● Instructions for the task
Check each line below for the word "surface". How many have it? Answer with the number only.

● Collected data
######
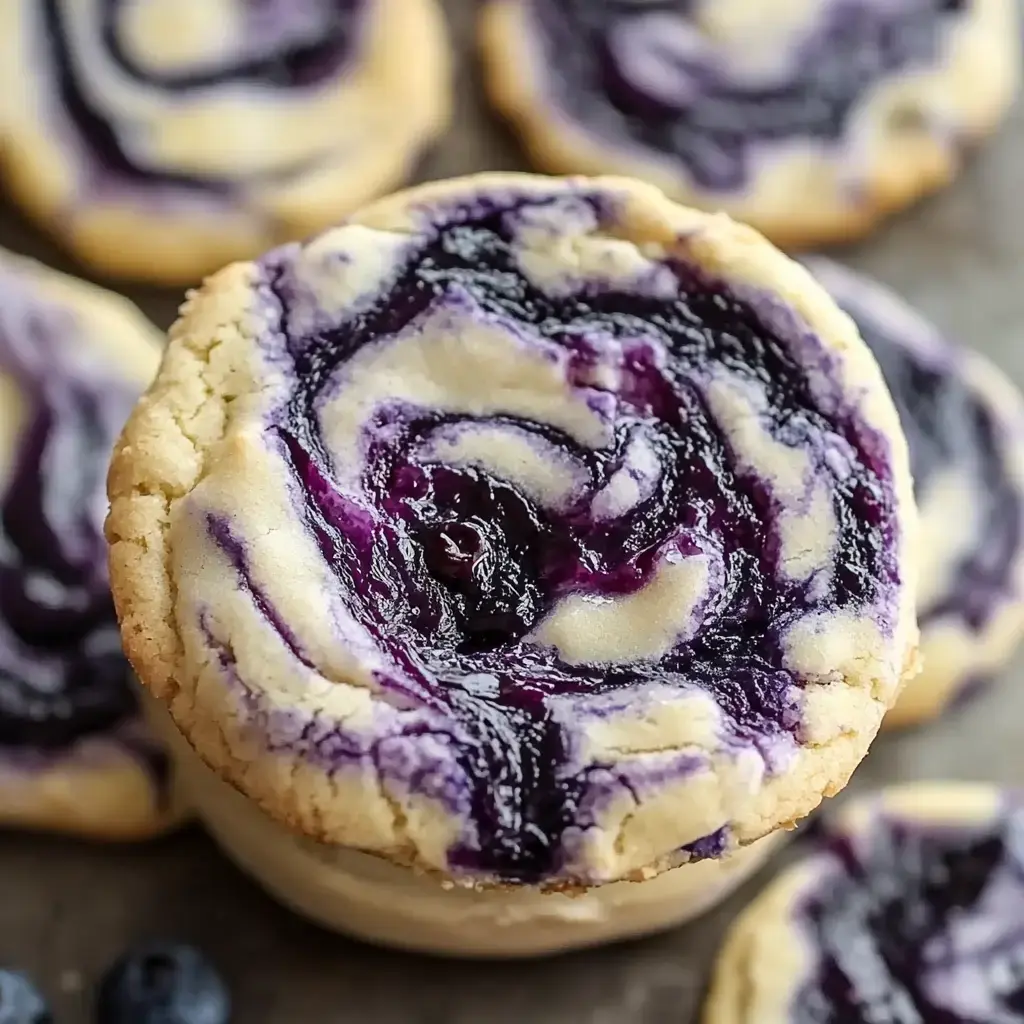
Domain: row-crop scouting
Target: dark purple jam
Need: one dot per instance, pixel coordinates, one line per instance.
(458, 566)
(920, 925)
(302, 60)
(948, 426)
(715, 130)
(62, 675)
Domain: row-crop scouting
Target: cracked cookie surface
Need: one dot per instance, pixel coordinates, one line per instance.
(965, 426)
(162, 138)
(909, 909)
(529, 530)
(74, 753)
(808, 119)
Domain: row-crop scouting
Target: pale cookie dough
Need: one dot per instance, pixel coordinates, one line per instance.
(75, 756)
(378, 901)
(160, 139)
(528, 531)
(909, 911)
(809, 119)
(965, 425)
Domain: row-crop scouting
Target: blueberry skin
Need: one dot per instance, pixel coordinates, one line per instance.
(163, 983)
(20, 1001)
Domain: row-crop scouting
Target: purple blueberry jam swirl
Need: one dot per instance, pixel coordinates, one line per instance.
(62, 675)
(949, 426)
(920, 923)
(613, 67)
(287, 47)
(451, 568)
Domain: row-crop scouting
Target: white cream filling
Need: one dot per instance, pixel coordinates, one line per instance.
(807, 526)
(593, 629)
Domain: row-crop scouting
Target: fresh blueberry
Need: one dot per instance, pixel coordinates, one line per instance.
(163, 983)
(20, 1001)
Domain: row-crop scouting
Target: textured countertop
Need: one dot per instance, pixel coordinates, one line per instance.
(68, 909)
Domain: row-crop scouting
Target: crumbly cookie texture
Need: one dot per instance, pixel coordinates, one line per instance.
(527, 530)
(809, 120)
(75, 756)
(160, 140)
(366, 896)
(909, 909)
(964, 421)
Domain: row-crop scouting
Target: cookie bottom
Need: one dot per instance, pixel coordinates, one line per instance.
(369, 898)
(104, 795)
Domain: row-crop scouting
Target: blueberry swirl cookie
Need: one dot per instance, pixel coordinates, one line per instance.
(964, 422)
(74, 754)
(808, 119)
(163, 138)
(528, 531)
(909, 911)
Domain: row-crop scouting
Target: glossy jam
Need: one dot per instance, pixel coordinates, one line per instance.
(62, 675)
(715, 130)
(947, 426)
(455, 566)
(284, 61)
(920, 926)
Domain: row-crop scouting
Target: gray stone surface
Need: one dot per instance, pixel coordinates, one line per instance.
(67, 909)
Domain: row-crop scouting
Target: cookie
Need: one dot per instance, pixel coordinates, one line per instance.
(75, 756)
(159, 139)
(964, 422)
(366, 896)
(527, 531)
(909, 910)
(809, 119)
######
● Answer
2